START DATA ENTRIES

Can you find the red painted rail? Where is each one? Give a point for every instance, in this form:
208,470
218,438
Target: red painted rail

END DATA ENTRIES
START DATA ENTRIES

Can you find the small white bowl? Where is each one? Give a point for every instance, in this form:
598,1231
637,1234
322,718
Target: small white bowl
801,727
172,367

END DATA ENTRIES

> [INSTRUCTIONS FOR THE TASK]: Could you give the rows again, starting at the line containing "Can you find the red" and ending at the line containing "Target: red painted rail", with "instance" swapped for "occurrence" and everything else unchanged?

> [THE COMPLETED TASK]:
Can you find the red painted rail? Where is each one? Give a point for every occurrence, in this form:
208,470
218,438
Target: red painted rail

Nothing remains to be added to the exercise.